Recorded data
______________________________
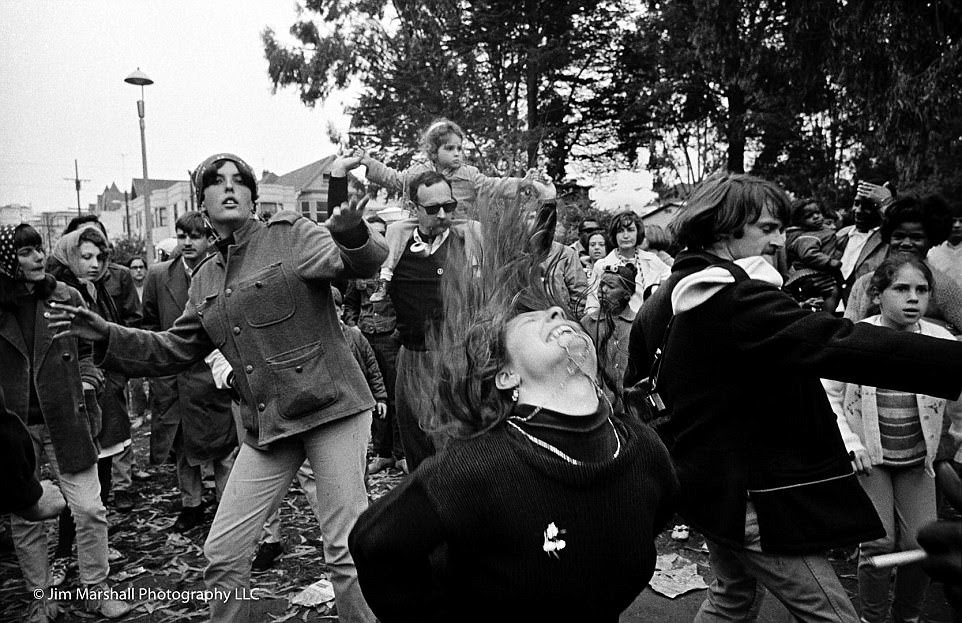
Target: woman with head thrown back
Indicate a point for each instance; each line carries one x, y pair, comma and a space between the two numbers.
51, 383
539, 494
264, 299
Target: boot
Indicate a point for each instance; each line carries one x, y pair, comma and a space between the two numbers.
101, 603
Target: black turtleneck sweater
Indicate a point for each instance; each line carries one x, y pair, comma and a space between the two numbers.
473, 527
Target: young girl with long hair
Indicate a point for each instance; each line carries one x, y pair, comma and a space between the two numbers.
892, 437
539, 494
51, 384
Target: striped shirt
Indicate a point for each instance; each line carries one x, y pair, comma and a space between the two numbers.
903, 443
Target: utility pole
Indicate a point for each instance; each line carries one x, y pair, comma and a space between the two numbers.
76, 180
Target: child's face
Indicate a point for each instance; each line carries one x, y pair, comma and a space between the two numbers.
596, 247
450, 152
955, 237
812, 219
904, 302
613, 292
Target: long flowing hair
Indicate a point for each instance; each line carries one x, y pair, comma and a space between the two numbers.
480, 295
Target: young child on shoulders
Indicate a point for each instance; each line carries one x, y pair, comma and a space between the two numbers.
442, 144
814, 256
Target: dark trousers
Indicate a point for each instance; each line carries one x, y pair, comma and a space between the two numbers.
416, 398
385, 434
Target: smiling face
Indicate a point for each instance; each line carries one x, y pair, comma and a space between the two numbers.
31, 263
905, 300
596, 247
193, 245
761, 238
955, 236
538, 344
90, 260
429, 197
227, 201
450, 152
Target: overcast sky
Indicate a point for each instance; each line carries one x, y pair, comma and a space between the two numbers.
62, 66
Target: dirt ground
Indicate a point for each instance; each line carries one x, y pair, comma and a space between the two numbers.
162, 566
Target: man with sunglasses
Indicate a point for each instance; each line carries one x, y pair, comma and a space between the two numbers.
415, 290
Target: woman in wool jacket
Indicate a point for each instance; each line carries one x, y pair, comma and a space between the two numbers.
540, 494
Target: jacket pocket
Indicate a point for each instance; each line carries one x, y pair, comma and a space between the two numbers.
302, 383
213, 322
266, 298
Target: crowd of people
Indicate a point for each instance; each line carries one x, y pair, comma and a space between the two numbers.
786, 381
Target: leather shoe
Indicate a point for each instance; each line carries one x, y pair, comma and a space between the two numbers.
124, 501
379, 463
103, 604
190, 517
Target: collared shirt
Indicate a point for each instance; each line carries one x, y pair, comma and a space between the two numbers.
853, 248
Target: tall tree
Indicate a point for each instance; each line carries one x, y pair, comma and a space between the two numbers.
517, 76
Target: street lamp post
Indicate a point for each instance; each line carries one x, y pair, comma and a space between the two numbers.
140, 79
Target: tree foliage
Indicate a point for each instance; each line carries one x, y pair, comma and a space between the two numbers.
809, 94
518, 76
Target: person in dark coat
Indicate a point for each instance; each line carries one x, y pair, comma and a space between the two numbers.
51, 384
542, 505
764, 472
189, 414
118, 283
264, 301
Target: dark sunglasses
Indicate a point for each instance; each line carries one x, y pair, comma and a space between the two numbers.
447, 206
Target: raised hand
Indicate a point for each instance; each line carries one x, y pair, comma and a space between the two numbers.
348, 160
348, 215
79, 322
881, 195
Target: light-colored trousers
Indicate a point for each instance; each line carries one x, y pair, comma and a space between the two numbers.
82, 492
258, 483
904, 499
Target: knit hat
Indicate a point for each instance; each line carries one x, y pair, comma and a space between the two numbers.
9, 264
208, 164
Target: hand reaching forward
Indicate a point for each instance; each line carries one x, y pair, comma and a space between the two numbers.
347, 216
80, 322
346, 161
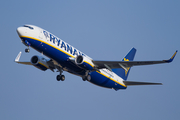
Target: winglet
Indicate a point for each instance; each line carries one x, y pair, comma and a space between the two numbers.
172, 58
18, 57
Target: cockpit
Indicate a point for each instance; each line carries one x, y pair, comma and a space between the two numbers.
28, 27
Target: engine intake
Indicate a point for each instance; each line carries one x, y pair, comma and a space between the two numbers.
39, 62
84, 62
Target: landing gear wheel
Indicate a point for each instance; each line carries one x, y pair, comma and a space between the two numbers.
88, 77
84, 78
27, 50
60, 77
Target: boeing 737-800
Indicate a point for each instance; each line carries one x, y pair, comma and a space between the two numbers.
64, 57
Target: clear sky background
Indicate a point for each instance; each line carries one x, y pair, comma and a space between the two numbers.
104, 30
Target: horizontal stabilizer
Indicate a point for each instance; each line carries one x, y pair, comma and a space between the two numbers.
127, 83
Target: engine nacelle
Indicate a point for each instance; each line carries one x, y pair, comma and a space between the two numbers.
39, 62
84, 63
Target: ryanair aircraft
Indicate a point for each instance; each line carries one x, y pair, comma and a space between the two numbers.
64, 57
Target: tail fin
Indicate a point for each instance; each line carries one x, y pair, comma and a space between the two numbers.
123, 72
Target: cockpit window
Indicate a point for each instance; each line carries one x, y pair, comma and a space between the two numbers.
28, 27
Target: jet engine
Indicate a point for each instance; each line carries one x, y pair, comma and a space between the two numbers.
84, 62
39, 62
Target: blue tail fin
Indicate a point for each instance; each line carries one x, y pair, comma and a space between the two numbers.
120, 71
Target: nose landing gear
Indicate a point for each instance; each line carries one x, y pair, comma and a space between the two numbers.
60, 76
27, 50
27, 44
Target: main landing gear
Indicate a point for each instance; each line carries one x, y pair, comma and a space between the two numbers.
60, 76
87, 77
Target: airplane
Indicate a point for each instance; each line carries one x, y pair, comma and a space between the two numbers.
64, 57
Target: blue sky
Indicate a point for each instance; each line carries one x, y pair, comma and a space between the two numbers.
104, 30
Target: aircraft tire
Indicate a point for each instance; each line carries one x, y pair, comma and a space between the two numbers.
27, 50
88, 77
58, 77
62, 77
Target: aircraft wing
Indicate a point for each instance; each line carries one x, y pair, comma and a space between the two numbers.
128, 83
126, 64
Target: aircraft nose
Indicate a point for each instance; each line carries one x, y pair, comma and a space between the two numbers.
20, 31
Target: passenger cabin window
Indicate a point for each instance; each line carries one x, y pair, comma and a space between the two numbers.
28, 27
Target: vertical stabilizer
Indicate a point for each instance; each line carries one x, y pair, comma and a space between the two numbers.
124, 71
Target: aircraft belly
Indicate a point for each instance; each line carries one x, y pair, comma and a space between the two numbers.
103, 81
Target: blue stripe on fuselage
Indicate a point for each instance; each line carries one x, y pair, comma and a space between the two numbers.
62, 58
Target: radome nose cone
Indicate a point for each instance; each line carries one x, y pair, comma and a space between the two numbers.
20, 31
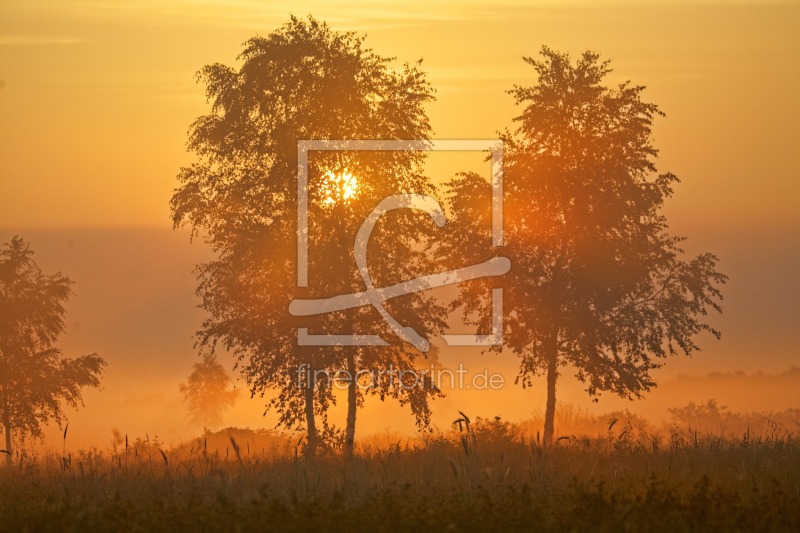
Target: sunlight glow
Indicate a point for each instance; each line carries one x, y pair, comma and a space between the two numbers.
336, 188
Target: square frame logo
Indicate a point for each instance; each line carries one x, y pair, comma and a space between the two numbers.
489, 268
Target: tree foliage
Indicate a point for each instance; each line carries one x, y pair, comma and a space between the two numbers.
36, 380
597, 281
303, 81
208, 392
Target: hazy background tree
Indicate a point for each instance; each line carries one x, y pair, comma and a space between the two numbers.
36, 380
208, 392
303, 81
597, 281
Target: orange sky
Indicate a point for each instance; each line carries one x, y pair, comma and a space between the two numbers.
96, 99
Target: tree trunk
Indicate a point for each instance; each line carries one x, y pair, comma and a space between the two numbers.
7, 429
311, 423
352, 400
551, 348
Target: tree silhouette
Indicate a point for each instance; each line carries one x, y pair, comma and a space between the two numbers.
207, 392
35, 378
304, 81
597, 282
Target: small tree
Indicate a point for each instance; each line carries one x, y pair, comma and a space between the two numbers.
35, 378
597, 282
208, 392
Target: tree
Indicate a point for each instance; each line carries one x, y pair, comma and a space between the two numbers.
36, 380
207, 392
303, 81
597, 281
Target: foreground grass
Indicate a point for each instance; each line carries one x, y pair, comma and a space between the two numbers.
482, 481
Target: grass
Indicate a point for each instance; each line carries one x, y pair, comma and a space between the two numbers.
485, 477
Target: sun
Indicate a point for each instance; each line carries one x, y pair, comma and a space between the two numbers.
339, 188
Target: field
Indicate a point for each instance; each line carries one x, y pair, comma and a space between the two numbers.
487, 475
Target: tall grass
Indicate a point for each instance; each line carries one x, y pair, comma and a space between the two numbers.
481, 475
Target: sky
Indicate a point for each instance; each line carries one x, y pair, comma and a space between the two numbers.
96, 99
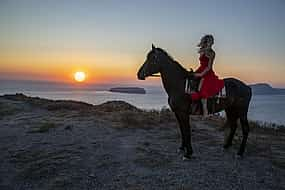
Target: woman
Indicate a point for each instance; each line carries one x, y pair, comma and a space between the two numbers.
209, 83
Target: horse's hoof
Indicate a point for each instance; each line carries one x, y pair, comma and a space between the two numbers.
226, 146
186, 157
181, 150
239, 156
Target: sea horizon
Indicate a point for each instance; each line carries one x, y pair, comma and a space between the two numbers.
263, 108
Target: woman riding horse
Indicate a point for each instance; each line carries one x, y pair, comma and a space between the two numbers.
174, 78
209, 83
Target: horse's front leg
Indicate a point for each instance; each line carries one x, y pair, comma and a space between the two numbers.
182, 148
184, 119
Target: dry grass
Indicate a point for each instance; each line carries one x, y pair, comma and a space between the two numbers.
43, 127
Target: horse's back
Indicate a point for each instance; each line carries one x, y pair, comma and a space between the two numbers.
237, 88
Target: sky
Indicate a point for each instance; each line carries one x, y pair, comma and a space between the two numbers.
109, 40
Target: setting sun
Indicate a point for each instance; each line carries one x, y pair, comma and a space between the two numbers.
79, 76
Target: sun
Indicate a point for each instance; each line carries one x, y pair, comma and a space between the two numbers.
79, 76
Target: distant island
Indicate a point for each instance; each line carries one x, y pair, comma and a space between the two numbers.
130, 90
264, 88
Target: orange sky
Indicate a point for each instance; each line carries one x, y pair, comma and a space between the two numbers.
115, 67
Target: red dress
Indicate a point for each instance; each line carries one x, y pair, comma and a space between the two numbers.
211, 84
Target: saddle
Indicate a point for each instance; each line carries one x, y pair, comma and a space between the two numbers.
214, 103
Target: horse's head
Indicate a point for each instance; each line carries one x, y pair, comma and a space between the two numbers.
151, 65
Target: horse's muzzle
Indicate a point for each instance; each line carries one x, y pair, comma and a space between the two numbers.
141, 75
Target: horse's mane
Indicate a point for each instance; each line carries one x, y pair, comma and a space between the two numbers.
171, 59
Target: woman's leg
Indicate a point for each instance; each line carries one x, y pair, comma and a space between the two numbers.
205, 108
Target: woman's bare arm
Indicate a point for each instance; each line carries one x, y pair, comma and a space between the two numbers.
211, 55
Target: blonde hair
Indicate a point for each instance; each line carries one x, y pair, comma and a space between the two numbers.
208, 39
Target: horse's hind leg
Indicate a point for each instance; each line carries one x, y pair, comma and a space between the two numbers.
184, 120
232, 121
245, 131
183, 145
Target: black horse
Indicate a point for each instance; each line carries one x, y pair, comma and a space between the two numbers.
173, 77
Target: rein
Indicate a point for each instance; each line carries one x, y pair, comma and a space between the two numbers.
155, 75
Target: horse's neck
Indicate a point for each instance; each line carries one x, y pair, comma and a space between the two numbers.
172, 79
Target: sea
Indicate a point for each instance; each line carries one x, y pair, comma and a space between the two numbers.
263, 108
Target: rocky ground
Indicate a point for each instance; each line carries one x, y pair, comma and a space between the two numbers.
______________________________
• The request:
Rewrite the records from the line that has "Target: saddle" through the end, swapping every "horse's" for "pony's" and leaving everything else unchanged.

• The response:
Target: saddle
Indicate a point for each instance; each line carries one x, y pair, comma and a space between the two numbers.
214, 103
Target: pony's head
Indicate a point for each instance; each line carries one x, y pair, comma and a space between the two numbers.
151, 65
Target: pony's muzzle
Indicate a point for each instance; each line carries one x, y pair, comma and a space between the two numbers.
141, 75
Target: pony's mane
Indicate a point for each instance; each line carries one x, y pair, comma and a space between the two numbers.
171, 59
Target: woman's leg
Indicate a point for each instance; each line carries one x, y pair, comma and a space between the two numbers.
205, 108
Target: woman's bare arm
Indicate a point for each instance; each line carries one x, y pair, comma and a space between the two numbers.
211, 55
Target: blonde hair
Indicate a point for each instance; each line carries one x, y pair, comma and a space between the two numbers.
208, 39
Target: pony's hind leg
Indicate a point for each instance; each line carries one x, y pair, comma and a space between the two numbers.
184, 120
232, 121
245, 131
183, 145
Target: black horse
Indicate a point for each instance; each line carries one x, y pair, comma and a space between the two numbers.
173, 77
Target: rein
Indicate a point for each instance; each line carries one x, y pair, comma and a space between the two numbers.
155, 75
Target: pony's neck
Indicate a point for each instance; each line carries one x, y pair, comma and a space between the two numbers.
172, 79
Target: sea
Indicate a point for each instance; each line carries one x, y pair, comma and a space between the two numbers.
263, 108
Target: rocky ground
Indicate a point for each instance; each line carries one x, y pair, comma and a space between the two numbers.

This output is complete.